INSTRUÇÕES =
**a)** No trecho sobre a merenda escolar, qual é o valor por aluno repassado pelo governo federal nos ensinos fundamental e médio?
**b)** Reescreva em forma de lista o parágrafo do trecho sobre a merenda escolar que começa com "Além disso, para 2023", mantendo seus fatos principais.

TRECHO DO TEXTO =
Desde 2017, o valor destinado para a merenda escolar pelo governo federal está congelado e sofrendo perdas por conta da inflação. Nos ensinos fundamental e médio, em que está o maior número de alunos, o valor está estagnado em R$ 0,36 por aluno.

Além disso, para 2023, o Congresso Nacional aprovou a Lei de Diretrizes Orçamentárias (LDO) que previa reajuste de 34% para o Programa Nacional de Alimentação Escolar (PNAE), que foi vetado por Jair Bolsonaro. Com isso, cerca de R$ 1,5 bilhão deixará de ir para a alimentação das crianças.

Tem só chá com pão

Diante da política precária do governo Bolsonaro para a alimentação escolar, muitas escolas públicas têm diminuído as refeições e alterado a qualidade dos alimentos. Exemplo são escolas municipais em Araucária, no Paraná.

Segundo a professora de educação infantil do município e ex-conselheira do Conselho Municipal de Educação, Adriane Aparecida Ribeiro Zuge, o que divulgam no cardápio é diferente do que é entregue.

“O cardápio é um e o que servem na merenda é outro. Tem só chá com pão para as crianças. Antes tinha bolo, pudim, achocolatado, ovo, e hoje é todo dia chá com pão. Outra coisa que perdemos é a diversidade de alimentos, tão importante nesta idade. Sopa é feita com o que resta do almoço, e dia algum tem salada, outro não”, relata.

Adriane ainda cita que as profissionais que servem a merenda ficam sem saber o que fazer quando uma criança pede para repetir. “Às vezes, nem chá tem mais para repetir. Já dá pra sentir o impacto desses cortes”, diz.


“Às vezes, nem chá tem mais para repetir", relata professora da educação infantil / Arquivo

Comida só na escola

Para a nutricionista e também integrante do Conselho de Alimentação Escolar do Paraná, Juliana Gonçalves, diante da realidade do Brasil atual, é preciso garantir uma alimentação saudável para crianças que, muitas vezes, só têm acesso à comida dentro da escola.

DADOS DISPONÍVEIS =
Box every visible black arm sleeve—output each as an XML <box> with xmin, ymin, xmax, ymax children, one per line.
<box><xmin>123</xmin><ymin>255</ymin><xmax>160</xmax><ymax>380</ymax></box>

RESPOSTAS POR ITEM =
**a)** R$ 0,36 por aluno.

**b)**
- O Congresso Nacional aprovou a Lei de Diretrizes Orçamentárias (LDO) para 2023, que previa reajuste de 34% para o Programa Nacional de Alimentação Escolar (PNAE).
- Jair Bolsonaro vetou o reajuste.
- Com o veto, cerca de R$ 1,5 bilhão deixará de ir para a alimentação das crianças.